> _Text for analysis_:
□ □ □ □ □ □ □
The political and legal uncertainties surrounding U.S. healthcare reform could impact the medical travel market, according to healthcare expert Irving Stackpole.
Stackpole is president of Stackpole Associates, a medical tourism consultancy in Cambridge, Mass., and author of the book Medical Tourism Marketing.
Two factors may affect the outlook for medical tourism under President Obama’s healthcare reform, he said – the Supreme Court decisions on cases related to healthcare reform, expected early next year, and the 2012 elections.
“A considerable amount of uncertainly will persist as the provisions of ACA (the Affordable Care Act) are enacted, tested and refined. This uncertainty has a major impact on health insurance companies and their willingness to engage with the medical tourism sector,” Stackpole said.
Analyzing reform’s impact
Stackpole recently provided an analysis of the impact on medical travel of U.S. healthcare reform enacted in 2010. His analysis was based on his reading of the 1,000-page Patient Protection and Affordable Care Act (PPACA) and his experience in the healthcare field.
“While the demand for traditional medical tourism services should remain strong and perhaps even grow, it may be another two to five years before demand for other types of services will return.”
Stackpole said that the Affordable Care Act “will have significant impact on the way healthcare is insured, practiced and paid for, with the federal government playing a central role.”
Services still in demand
The most popular medical tourism services will continue to be in demand, according to Stackpole. These include:
• dental and cosmetic procedures
• fertility treatments
• bariatric surgery
• stem cell treatments
• procedures not available in the U.S.
Mid- and long-term opportunities in medical travel will be in those healthcare services that have long waiting lists and delays – or that leave patients with high out-of-pocket costs, said Stackpole.
ACA impact on insurer market
Until the impact of the ACA legislation becomes clear, health insurance providers will not be good target markets for destinations or providers trying to access the U.S. market, Stackpole said.
□ □ □ □ □ □ □
> _Information_:
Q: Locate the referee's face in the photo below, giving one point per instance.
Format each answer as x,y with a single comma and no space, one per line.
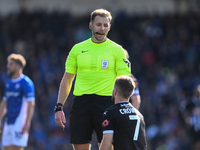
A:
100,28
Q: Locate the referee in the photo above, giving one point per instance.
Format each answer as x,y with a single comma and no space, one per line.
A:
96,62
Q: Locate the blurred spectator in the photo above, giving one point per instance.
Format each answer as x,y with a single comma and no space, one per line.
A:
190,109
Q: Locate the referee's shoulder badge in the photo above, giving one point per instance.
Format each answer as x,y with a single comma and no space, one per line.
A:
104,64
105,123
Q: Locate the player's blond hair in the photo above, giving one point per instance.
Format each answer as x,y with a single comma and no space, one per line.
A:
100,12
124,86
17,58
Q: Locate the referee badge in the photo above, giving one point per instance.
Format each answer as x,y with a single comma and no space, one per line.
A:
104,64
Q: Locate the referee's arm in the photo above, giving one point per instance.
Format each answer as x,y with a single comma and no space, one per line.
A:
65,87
□ □ □ □ □ □ □
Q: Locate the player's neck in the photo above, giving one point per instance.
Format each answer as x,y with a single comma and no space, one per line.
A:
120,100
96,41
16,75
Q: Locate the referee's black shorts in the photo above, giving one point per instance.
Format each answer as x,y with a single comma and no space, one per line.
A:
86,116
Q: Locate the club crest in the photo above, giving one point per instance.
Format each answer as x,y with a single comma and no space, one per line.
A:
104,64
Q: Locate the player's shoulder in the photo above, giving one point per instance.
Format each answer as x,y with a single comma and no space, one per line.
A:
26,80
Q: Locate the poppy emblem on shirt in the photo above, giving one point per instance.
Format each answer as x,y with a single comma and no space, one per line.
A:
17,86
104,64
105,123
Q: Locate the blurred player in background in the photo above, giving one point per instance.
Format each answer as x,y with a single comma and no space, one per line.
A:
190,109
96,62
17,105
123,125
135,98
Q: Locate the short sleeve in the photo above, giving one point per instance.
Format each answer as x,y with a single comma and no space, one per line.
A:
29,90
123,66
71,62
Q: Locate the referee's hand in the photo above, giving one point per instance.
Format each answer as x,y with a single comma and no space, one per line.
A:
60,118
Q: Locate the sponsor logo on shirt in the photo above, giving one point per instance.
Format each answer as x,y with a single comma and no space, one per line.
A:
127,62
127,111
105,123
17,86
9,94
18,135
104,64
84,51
□ □ □ □ □ □ □
> _Your tasks_:
1. In the healthcare reform article, condense the paragraph beginning "Stackpole recently provided an analysis" into a single sentence that keeps its main facts.
2. According to the healthcare reform article, in what city is Stackpole Associates located?
3. Summarize the healthcare reform article in two sentences.

> _Answers by task_:
1. Stackpole recently analyzed how the U.S. healthcare reform enacted in 2010 affects medical travel, basing his analysis on his reading of the 1,000-page Patient Protection and Affordable Care Act (PPACA) and on his experience in the healthcare field.

2. Stackpole Associates is located in Cambridge, Mass.

3. Medical tourism consultant Irving Stackpole says that political and legal uncertainty around U.S. healthcare reform, including pending Supreme Court decisions and the 2012 elections, could affect the medical travel market and makes health insurers poor target markets until the Affordable Care Act's impact becomes clear. He expects demand for popular services such as dental and cosmetic procedures, fertility treatments, bariatric surgery, stem cell treatments, and procedures not available in the U.S. to remain strong, while demand for other services may take two to five years to return.